Exercise brief:
Render the stretch of records from the line containing "the wooden door." through the line containing "x=583 y=431" as a two-column CSV with the columns input and output, one row per record. Put each record's text and its answer in a single quoted field, with line breaks replaced by spaces.

Position identification records:
_ _ _ _

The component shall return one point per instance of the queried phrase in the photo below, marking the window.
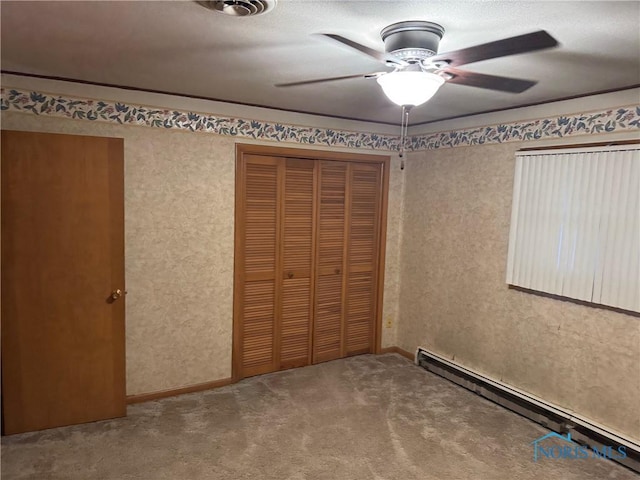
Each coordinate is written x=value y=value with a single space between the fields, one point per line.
x=575 y=224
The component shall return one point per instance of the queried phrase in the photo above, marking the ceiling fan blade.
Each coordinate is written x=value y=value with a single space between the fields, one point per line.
x=366 y=76
x=491 y=82
x=319 y=80
x=529 y=42
x=380 y=56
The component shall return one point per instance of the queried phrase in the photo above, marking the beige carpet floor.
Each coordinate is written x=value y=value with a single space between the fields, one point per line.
x=365 y=417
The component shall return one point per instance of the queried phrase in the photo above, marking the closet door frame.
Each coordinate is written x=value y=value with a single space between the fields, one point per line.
x=308 y=154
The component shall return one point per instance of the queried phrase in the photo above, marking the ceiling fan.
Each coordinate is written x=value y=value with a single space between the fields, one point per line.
x=411 y=49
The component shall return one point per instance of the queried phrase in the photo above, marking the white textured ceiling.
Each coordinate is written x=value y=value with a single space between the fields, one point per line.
x=183 y=48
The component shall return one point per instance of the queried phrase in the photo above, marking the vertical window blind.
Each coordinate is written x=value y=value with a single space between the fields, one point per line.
x=575 y=224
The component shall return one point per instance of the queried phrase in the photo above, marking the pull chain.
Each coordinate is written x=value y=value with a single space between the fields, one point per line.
x=404 y=127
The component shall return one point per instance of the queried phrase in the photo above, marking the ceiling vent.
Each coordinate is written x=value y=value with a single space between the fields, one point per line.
x=239 y=8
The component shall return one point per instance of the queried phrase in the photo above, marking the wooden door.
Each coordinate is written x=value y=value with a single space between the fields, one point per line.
x=63 y=342
x=297 y=278
x=328 y=318
x=347 y=260
x=258 y=222
x=274 y=267
x=309 y=249
x=362 y=258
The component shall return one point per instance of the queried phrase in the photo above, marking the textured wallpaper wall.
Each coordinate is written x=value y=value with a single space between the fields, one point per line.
x=179 y=239
x=454 y=299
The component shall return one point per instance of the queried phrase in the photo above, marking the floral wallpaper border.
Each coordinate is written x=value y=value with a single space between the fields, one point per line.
x=106 y=111
x=597 y=122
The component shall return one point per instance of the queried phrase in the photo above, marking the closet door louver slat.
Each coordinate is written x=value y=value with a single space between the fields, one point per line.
x=328 y=315
x=298 y=244
x=261 y=218
x=308 y=239
x=362 y=257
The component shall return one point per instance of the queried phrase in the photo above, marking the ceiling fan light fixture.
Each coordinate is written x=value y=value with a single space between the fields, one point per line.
x=410 y=88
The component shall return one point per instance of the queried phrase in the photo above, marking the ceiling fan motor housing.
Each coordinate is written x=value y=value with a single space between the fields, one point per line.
x=412 y=41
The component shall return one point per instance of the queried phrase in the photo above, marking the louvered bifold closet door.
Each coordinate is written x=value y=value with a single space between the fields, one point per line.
x=297 y=274
x=362 y=254
x=328 y=313
x=259 y=297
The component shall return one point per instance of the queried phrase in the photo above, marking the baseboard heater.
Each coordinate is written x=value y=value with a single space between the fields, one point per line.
x=583 y=431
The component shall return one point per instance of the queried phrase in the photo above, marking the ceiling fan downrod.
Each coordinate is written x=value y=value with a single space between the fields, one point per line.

_ _ _ _

Solution:
input,output
"The component shall return one point per instance of the queried phrase in the photo above, marking the wooden door. Each coordinate is written x=value y=value with a single space between the fields, one point per line.","x=63 y=342 x=297 y=278 x=328 y=318 x=347 y=260 x=258 y=222 x=274 y=267 x=309 y=249 x=362 y=258"
"The component shall return one point per instance of the queried phrase in the photo above, marking the textured wallpaper wall. Each coordinate is written x=value y=value with a single space between the fields, one point per line.","x=179 y=239 x=454 y=299"
"The component shall return one point per instance of the queried phrase in the photo above, marking the floral wallpaper border. Each coordinate is written x=value y=value with a single space between the fields, one point per line.","x=106 y=111 x=597 y=122"
"The component shall return one point per instance of the queried phrase in the photo above, marking the closet door louver slat. Each coordinate is written x=value y=value with a single space between the fields, one point per line.","x=328 y=315 x=298 y=244 x=261 y=218 x=308 y=239 x=362 y=257"
"The component shall return one point per instance of the queried phrase in the photo above, marking the ceiling fan light fixture. Each coordinate is written x=value y=value with a single space between the fields, one point per line.","x=410 y=88"
"The component shall return one point per instance of the queried phrase in the photo above, marking the ceiling fan motor housing. Each coordinate is written x=value y=value with a single space between the fields, one point per line.","x=412 y=41"
"The component shall return one point per instance of the queried phrase in the photo above, marking the louvered bifold closet door. Each coordinate is written x=value y=value with a single space between the fields, one point per line.","x=297 y=274 x=362 y=254 x=328 y=313 x=259 y=297"
"The component shall return one point per instance of the queried phrase in the photo above, marking the baseboard heater. Each coordinate is written x=value y=value with a single space between the fields, one point per line.","x=583 y=431"